What you need to do: Would you restate the entries below word for word, starting at the first line and ending with the one that has "head, one per instance"?

(Saved entries)
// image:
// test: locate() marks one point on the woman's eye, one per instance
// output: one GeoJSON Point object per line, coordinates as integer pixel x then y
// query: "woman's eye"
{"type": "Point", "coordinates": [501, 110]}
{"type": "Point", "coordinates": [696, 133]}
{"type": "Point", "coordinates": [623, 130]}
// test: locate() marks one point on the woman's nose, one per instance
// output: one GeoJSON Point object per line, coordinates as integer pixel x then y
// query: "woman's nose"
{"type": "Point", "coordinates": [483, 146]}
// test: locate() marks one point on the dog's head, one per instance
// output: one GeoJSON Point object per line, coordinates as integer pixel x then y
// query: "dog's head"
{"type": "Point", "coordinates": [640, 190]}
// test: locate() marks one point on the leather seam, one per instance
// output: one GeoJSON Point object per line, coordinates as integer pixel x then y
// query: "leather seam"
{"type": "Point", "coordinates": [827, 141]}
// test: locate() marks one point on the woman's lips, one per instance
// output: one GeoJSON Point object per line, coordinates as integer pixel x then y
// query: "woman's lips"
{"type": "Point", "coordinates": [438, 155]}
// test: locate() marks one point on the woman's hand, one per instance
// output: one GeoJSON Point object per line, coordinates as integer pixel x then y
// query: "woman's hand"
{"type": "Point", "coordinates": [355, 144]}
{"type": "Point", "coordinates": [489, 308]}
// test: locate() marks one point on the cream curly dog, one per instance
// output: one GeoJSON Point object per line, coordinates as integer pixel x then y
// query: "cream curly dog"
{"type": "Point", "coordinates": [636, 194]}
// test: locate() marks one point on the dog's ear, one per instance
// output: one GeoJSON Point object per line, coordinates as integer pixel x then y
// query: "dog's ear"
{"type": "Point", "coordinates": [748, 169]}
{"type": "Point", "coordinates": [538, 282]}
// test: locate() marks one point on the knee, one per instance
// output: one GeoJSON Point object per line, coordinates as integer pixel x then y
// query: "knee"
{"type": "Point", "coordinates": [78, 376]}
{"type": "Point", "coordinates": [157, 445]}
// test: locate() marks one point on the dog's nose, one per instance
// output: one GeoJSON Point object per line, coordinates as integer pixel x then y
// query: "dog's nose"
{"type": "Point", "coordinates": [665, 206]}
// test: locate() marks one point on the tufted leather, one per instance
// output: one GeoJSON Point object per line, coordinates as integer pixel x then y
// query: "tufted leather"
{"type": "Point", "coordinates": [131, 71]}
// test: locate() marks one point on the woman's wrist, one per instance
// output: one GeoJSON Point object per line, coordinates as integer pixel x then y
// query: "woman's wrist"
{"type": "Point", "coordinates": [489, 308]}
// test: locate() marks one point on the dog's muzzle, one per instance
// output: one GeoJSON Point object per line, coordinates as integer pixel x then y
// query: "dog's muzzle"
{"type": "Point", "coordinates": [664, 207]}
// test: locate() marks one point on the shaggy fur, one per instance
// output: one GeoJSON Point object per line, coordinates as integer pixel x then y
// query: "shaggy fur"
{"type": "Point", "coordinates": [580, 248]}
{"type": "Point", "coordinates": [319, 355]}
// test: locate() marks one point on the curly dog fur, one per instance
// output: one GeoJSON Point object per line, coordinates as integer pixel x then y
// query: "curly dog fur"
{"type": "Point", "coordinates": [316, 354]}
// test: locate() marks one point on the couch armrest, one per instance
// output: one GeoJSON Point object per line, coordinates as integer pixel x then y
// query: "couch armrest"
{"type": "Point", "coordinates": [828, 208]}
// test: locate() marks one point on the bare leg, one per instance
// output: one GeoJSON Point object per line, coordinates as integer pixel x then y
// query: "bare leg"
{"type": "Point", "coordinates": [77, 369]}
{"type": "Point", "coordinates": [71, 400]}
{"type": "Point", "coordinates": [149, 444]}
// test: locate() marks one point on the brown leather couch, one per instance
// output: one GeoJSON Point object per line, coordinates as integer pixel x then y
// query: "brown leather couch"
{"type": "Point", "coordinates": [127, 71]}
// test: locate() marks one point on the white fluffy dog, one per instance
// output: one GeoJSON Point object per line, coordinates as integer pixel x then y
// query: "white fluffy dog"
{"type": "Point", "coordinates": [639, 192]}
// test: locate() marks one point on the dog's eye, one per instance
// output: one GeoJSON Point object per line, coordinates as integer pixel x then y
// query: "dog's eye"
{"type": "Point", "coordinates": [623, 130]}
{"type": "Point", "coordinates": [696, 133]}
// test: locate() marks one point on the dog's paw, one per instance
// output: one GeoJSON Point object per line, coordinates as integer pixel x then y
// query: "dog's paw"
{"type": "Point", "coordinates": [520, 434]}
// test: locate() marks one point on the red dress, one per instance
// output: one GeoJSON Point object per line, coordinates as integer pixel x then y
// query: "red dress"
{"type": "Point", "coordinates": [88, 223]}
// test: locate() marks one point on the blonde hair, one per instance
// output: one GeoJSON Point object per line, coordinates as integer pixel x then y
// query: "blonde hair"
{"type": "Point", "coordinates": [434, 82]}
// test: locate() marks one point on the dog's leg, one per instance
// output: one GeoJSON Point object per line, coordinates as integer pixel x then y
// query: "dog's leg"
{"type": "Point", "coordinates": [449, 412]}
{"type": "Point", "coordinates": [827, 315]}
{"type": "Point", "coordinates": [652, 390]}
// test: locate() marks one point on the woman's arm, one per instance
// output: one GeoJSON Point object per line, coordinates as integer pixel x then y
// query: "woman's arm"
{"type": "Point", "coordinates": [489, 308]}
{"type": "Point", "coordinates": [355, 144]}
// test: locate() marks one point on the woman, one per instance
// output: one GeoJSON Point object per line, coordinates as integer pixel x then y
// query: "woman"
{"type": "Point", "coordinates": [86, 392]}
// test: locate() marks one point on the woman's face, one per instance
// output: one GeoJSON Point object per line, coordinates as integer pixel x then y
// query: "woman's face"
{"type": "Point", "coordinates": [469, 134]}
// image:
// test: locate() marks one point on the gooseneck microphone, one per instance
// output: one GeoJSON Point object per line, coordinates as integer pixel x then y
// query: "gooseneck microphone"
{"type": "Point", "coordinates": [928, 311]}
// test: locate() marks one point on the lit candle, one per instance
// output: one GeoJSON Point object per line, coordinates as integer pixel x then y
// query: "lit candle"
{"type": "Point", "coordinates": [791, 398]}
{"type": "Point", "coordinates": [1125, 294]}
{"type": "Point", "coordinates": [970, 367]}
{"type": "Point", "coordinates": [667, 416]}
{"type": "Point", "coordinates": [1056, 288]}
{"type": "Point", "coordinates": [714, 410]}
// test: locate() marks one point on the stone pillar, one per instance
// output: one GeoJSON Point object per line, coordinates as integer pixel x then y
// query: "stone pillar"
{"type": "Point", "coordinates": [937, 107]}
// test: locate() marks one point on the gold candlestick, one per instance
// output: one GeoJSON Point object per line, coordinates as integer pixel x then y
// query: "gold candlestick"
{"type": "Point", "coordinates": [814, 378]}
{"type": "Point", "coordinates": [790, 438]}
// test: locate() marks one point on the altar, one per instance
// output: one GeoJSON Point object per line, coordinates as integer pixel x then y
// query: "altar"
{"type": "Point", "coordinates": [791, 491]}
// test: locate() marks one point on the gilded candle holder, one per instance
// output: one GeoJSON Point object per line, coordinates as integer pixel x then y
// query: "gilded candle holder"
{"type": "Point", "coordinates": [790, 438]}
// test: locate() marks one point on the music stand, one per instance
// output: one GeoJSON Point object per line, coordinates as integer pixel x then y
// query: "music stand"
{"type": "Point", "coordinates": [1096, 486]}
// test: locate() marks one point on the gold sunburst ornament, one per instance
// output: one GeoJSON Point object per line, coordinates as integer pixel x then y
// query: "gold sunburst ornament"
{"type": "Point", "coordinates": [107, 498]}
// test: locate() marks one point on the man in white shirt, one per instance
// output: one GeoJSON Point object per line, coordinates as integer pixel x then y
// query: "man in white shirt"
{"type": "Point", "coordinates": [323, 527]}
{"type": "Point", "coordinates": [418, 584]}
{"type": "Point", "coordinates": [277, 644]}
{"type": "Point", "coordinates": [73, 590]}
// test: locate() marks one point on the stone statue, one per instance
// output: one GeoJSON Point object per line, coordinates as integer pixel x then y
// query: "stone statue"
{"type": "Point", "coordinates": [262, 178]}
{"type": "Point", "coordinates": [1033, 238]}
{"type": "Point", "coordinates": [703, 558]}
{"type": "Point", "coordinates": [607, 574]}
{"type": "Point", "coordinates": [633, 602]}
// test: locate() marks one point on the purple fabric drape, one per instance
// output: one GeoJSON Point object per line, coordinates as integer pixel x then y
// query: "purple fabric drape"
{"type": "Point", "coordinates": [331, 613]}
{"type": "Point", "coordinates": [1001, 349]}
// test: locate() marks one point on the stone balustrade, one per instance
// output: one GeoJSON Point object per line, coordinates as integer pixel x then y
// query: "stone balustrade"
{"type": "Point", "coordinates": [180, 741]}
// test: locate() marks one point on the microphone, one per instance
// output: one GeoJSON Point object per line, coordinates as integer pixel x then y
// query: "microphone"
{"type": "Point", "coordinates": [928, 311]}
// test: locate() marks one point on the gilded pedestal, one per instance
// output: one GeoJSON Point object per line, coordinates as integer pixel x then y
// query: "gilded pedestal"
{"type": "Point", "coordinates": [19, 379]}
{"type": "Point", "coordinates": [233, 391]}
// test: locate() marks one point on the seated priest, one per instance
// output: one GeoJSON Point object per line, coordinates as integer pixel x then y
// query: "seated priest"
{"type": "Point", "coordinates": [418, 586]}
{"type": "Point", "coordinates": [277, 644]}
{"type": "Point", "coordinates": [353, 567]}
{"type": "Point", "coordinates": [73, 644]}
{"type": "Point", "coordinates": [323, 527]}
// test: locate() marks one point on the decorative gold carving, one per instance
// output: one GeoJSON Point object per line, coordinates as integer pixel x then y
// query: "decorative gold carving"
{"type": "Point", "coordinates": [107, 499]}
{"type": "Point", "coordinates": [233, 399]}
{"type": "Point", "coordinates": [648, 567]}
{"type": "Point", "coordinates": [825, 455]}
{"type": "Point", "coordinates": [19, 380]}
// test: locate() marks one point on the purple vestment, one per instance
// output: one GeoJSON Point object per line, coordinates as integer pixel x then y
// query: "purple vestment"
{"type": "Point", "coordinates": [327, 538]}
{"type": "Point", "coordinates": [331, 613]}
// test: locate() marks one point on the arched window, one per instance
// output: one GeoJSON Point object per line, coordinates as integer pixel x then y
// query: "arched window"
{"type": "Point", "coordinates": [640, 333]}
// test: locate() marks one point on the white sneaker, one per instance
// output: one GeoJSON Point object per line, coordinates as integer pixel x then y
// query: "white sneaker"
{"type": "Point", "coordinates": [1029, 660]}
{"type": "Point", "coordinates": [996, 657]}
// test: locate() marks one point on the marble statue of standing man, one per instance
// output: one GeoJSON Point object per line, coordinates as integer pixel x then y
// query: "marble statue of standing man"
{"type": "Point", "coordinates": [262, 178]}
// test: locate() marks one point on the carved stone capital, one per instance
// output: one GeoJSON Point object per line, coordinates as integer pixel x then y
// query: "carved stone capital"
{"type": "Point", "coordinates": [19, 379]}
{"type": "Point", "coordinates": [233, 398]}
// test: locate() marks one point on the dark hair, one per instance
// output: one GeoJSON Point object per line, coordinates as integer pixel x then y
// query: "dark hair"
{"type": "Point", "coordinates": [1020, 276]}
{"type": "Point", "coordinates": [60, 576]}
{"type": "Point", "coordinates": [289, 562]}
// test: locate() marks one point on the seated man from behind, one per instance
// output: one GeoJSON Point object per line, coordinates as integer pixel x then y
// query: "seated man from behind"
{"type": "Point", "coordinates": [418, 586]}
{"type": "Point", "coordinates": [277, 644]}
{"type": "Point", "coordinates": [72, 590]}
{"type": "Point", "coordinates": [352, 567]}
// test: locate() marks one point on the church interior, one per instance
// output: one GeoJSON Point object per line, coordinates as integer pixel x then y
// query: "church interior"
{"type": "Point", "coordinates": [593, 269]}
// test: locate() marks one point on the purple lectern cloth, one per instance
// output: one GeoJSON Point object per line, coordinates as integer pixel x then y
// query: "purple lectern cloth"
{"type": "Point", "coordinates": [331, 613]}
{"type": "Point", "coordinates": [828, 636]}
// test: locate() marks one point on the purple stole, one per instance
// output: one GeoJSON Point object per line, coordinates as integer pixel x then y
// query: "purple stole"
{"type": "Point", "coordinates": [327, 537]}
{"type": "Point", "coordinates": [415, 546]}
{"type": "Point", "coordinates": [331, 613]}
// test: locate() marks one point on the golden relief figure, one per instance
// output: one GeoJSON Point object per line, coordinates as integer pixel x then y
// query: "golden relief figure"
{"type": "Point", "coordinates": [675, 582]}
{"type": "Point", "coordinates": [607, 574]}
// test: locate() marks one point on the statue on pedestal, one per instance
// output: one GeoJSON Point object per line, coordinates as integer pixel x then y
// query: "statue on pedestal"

Response:
// image:
// test: locate() marks one point on the woman's eye, one per instance
// output: one GeoJSON Point object per line, coordinates as integer pixel x then y
// query: "woman's eye"
{"type": "Point", "coordinates": [501, 110]}
{"type": "Point", "coordinates": [696, 133]}
{"type": "Point", "coordinates": [623, 130]}
// test: locate() marks one point on the woman's nose, one per instance
// output: one GeoJSON Point object per line, coordinates as integer pixel x then y
// query: "woman's nose"
{"type": "Point", "coordinates": [483, 146]}
// test: locate() marks one point on the dog's head, one per instance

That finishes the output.